■ **CHALLENGE 1**: In the refraction text that follows, about how deep is the water the fisherman is standing in?
■ **CHALLENGE 2**: Check each statement against the refraction text that follows and say whether it agrees, quoting the words that decide it: (a) The live figure has three panels arranged side-by-side. (b) The middle panel shows how the fisherman would actually appear. (c) Refraction usually makes submerged parts look longer.

Think about the times you've been at the beach or a swimming pool or fishing. When you look at people standing waist deep in water, their images are changed by the water. First, you usually see their reflections in the water's surface -- upside-down from your point of view. Second, the appearance of their submerged parts is usually shortened by a phenomenon called refraction. In this module we study refraction, and we investigate how refraction affects what a fish sees when it looks at a fisherman.
Welcome to Fermat's Pond. Like a real pond, Fermat's Pond is somewhat complicated. The live figure below has three panels arranged side-by-side. The middle panel shows a picture of a fisherman who is standing in water that is approximately three feet deep. The fisherman wouldn't look like this, however, because the water would distort his appearance. The right panel shows how the fisherman would actually appear. Notice both the reflection in the water and the way that the submerged part of the fisherman is shortened.

■ **SOURCE MATERIAL**:
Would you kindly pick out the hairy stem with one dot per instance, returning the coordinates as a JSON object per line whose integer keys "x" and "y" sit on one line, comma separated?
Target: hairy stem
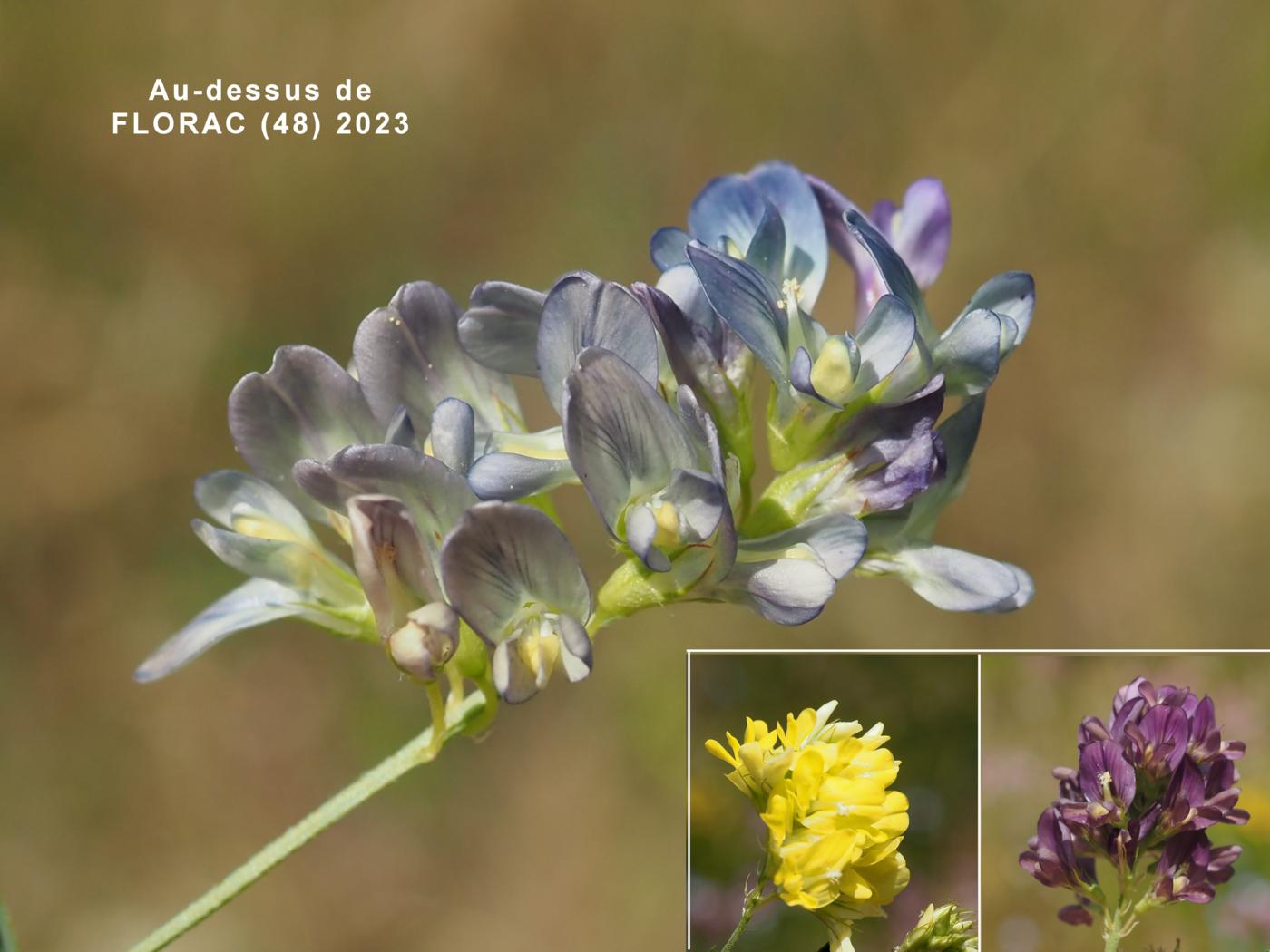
{"x": 416, "y": 752}
{"x": 755, "y": 900}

■ **EXERCISE SOLUTION 1**: Approximately three feet deep.

■ **EXERCISE SOLUTION 2**:
(a) Yes: "The live figure below has three panels arranged side-by-side."
(b) No: "The right panel shows how the fisherman would actually appear."
(c) No: "the appearance of their submerged parts is usually shortened by a phenomenon called refraction."